GIVEN TASK - Find every line below that contains the string "person", and copy each one.

MATERIAL -
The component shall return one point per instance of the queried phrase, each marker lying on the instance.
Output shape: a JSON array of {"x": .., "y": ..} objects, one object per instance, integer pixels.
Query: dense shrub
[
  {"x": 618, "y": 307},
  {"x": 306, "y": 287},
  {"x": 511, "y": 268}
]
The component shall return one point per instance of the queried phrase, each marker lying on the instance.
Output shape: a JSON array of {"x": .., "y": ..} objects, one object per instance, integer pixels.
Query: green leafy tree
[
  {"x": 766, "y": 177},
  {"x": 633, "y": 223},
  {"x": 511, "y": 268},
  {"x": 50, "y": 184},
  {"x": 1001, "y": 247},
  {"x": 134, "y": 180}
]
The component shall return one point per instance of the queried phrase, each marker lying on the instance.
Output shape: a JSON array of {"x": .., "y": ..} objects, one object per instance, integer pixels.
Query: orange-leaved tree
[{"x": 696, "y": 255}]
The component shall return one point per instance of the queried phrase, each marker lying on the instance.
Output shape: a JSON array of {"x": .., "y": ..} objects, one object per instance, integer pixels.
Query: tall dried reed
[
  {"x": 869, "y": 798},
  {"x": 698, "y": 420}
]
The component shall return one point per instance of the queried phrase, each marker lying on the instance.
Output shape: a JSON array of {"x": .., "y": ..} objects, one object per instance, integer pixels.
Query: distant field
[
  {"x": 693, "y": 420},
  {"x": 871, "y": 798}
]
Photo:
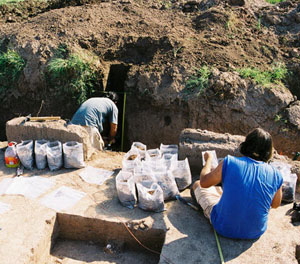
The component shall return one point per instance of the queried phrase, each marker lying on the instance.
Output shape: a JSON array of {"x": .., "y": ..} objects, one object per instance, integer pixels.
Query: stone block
[
  {"x": 18, "y": 130},
  {"x": 193, "y": 141}
]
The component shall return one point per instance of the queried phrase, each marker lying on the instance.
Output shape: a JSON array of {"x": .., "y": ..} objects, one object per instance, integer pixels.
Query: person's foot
[{"x": 194, "y": 200}]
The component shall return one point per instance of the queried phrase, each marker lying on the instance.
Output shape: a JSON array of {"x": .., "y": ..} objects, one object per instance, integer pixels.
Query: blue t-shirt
[
  {"x": 95, "y": 112},
  {"x": 249, "y": 187}
]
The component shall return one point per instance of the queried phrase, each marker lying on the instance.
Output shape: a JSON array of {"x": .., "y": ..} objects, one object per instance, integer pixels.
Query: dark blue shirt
[
  {"x": 95, "y": 112},
  {"x": 249, "y": 187}
]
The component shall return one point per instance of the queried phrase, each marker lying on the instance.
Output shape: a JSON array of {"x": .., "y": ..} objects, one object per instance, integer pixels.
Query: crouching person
[{"x": 250, "y": 187}]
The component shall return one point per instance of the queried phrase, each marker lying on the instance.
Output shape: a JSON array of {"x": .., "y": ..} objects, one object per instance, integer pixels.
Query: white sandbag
[
  {"x": 73, "y": 155},
  {"x": 25, "y": 153},
  {"x": 130, "y": 160},
  {"x": 40, "y": 151},
  {"x": 289, "y": 181},
  {"x": 170, "y": 149},
  {"x": 152, "y": 155},
  {"x": 158, "y": 165},
  {"x": 140, "y": 147},
  {"x": 169, "y": 159},
  {"x": 150, "y": 197},
  {"x": 54, "y": 155},
  {"x": 182, "y": 173},
  {"x": 126, "y": 189},
  {"x": 167, "y": 183}
]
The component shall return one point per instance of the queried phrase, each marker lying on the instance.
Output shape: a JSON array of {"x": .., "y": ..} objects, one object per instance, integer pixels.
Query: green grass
[
  {"x": 266, "y": 78},
  {"x": 198, "y": 82},
  {"x": 73, "y": 74},
  {"x": 2, "y": 2},
  {"x": 274, "y": 1},
  {"x": 11, "y": 66}
]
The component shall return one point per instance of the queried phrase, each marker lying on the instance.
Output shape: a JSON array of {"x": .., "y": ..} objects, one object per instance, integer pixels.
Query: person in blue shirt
[
  {"x": 99, "y": 115},
  {"x": 250, "y": 187}
]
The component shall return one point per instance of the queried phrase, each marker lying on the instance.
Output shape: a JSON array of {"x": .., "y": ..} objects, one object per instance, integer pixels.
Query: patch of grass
[
  {"x": 231, "y": 23},
  {"x": 3, "y": 2},
  {"x": 11, "y": 66},
  {"x": 73, "y": 74},
  {"x": 277, "y": 75},
  {"x": 198, "y": 82},
  {"x": 274, "y": 1},
  {"x": 259, "y": 24}
]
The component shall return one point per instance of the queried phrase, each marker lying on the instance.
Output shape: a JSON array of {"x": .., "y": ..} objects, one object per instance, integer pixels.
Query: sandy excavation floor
[{"x": 82, "y": 233}]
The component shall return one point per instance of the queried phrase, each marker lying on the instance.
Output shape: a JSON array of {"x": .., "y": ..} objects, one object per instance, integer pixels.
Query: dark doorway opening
[{"x": 115, "y": 83}]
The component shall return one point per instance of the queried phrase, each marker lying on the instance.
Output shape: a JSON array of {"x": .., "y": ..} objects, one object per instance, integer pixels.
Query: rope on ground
[
  {"x": 124, "y": 223},
  {"x": 219, "y": 248}
]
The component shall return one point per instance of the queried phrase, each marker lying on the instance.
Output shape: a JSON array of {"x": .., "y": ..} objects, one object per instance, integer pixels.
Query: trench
[{"x": 92, "y": 239}]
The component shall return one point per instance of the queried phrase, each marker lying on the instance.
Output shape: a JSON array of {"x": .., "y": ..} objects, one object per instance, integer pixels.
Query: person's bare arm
[
  {"x": 277, "y": 198},
  {"x": 210, "y": 177},
  {"x": 113, "y": 131}
]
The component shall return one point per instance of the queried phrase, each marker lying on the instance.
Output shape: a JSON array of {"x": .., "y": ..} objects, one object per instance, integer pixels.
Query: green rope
[
  {"x": 123, "y": 122},
  {"x": 219, "y": 247}
]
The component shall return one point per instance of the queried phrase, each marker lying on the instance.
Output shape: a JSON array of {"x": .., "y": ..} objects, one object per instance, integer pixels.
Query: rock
[
  {"x": 237, "y": 2},
  {"x": 294, "y": 114},
  {"x": 272, "y": 19}
]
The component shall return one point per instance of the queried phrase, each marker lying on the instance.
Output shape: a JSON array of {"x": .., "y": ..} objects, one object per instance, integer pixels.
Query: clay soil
[{"x": 150, "y": 49}]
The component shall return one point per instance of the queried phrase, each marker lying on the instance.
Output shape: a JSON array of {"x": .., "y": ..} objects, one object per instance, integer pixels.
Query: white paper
[
  {"x": 95, "y": 175},
  {"x": 4, "y": 207},
  {"x": 214, "y": 163},
  {"x": 62, "y": 198},
  {"x": 30, "y": 187}
]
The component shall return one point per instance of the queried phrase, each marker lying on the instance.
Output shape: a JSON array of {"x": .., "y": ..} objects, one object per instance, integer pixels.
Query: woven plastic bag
[
  {"x": 182, "y": 174},
  {"x": 140, "y": 147},
  {"x": 126, "y": 189},
  {"x": 73, "y": 155},
  {"x": 40, "y": 151},
  {"x": 152, "y": 155},
  {"x": 25, "y": 153},
  {"x": 289, "y": 181},
  {"x": 150, "y": 197},
  {"x": 131, "y": 160},
  {"x": 54, "y": 155},
  {"x": 169, "y": 149},
  {"x": 168, "y": 184}
]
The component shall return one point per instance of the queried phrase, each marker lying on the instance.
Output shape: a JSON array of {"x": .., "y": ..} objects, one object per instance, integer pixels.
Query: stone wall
[{"x": 18, "y": 130}]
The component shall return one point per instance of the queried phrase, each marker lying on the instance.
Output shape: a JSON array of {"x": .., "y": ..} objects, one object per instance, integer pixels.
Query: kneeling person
[{"x": 98, "y": 115}]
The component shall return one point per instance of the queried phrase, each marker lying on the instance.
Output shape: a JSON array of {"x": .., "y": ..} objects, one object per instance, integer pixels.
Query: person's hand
[
  {"x": 207, "y": 156},
  {"x": 112, "y": 141}
]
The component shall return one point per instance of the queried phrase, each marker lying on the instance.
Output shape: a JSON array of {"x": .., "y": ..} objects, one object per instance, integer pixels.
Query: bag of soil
[
  {"x": 25, "y": 153},
  {"x": 131, "y": 160},
  {"x": 170, "y": 160},
  {"x": 40, "y": 151},
  {"x": 169, "y": 149},
  {"x": 140, "y": 147},
  {"x": 150, "y": 197},
  {"x": 289, "y": 188},
  {"x": 126, "y": 189},
  {"x": 152, "y": 155},
  {"x": 182, "y": 174},
  {"x": 289, "y": 181},
  {"x": 54, "y": 155},
  {"x": 168, "y": 184},
  {"x": 73, "y": 155}
]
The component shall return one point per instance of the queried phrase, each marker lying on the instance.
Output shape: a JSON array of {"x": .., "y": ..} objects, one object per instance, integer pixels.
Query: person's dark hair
[
  {"x": 258, "y": 145},
  {"x": 112, "y": 96}
]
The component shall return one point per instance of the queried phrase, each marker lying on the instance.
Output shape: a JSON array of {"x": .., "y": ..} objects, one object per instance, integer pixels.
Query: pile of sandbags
[
  {"x": 53, "y": 153},
  {"x": 150, "y": 177}
]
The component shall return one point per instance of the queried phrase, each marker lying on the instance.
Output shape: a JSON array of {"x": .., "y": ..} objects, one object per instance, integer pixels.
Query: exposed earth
[{"x": 150, "y": 50}]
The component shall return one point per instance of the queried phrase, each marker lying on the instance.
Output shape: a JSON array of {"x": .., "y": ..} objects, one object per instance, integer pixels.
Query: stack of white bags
[{"x": 150, "y": 177}]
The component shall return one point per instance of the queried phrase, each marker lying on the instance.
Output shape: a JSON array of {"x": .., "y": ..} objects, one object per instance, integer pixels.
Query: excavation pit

CORRECT RESPONSE -
Query: person's foot
Query: crouching person
Query: person in blue shirt
Query: person's bare arm
Query: kneeling person
Query: person's hand
Query: person's dark hair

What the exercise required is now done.